**RECORD EXCERPTS**
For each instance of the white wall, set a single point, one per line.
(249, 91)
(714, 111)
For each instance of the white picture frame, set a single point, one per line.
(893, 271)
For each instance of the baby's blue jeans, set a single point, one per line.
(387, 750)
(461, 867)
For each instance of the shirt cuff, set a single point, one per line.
...
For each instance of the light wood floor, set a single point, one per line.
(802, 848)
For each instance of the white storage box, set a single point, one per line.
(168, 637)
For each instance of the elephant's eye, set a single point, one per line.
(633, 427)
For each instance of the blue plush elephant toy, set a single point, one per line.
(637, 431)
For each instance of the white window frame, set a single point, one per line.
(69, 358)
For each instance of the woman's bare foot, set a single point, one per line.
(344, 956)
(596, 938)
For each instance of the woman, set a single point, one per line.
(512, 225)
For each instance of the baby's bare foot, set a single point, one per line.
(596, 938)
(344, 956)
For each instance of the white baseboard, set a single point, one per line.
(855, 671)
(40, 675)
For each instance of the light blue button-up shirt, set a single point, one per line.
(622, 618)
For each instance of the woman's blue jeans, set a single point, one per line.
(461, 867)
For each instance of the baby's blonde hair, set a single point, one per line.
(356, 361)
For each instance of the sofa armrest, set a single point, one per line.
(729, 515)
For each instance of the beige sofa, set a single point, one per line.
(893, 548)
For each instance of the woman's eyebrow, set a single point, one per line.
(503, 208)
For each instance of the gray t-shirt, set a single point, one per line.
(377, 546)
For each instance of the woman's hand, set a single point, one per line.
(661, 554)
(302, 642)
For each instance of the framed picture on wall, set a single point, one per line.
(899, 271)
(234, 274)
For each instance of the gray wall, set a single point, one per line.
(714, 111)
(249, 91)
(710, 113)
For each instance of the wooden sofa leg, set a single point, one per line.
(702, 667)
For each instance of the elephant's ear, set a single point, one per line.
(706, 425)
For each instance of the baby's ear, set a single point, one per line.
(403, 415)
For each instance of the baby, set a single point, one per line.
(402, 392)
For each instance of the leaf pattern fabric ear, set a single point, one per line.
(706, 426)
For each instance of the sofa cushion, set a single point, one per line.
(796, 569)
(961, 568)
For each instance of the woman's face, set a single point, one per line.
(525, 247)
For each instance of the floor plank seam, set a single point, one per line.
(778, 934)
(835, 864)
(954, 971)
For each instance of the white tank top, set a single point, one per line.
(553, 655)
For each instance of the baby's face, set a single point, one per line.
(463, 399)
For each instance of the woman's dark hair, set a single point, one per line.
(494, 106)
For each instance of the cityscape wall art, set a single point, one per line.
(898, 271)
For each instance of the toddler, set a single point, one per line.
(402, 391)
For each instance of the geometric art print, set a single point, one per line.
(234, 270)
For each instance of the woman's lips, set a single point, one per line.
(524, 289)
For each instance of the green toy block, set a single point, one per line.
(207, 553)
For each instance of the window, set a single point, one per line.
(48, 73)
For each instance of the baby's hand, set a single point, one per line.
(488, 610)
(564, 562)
...
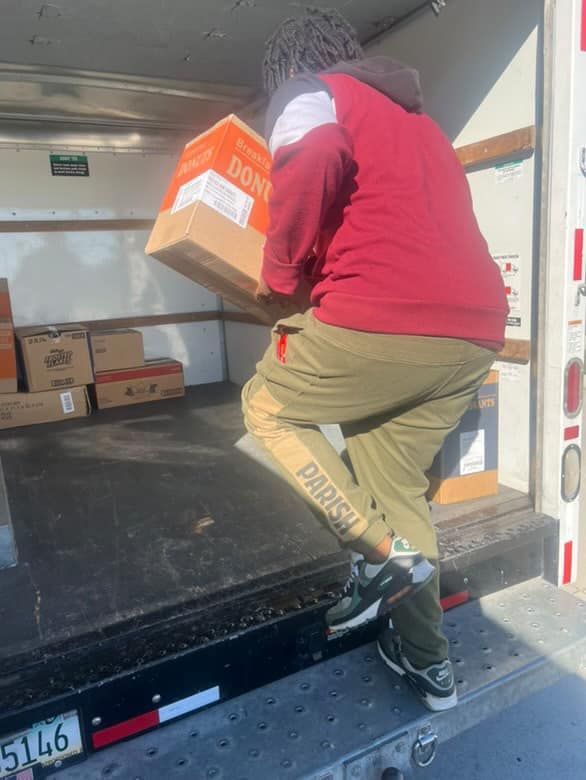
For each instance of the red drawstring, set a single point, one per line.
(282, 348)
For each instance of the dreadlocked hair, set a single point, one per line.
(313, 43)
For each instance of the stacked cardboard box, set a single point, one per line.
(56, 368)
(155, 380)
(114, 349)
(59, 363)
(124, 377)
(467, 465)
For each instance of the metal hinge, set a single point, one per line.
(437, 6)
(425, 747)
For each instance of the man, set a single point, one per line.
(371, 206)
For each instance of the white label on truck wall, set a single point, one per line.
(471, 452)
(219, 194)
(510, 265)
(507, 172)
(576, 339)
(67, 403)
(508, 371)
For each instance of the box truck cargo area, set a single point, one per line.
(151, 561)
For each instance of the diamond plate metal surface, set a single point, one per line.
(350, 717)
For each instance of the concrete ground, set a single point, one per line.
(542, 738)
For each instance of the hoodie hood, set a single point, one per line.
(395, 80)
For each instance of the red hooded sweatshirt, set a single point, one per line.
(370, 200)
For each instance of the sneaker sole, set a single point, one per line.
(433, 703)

**WHAT IS NEEDED**
Rewrite the records starting at the line that contains "For each instance of the white wall, set" and ending at the line that contains "For each instance of the shirt", with "blue jeans" changed to "denim jeans" and everything else left as it is.

**RESPONSE TO THE EXERCISE**
For each instance of the white wall, set a single point, one per line.
(249, 91)
(714, 111)
For each instance of the white picture frame, set a single point, one per line.
(893, 271)
For each instance of the baby's denim jeans, set a single point, one per line.
(387, 750)
(461, 867)
For each instance of the shirt cuff, set a single point, one per line.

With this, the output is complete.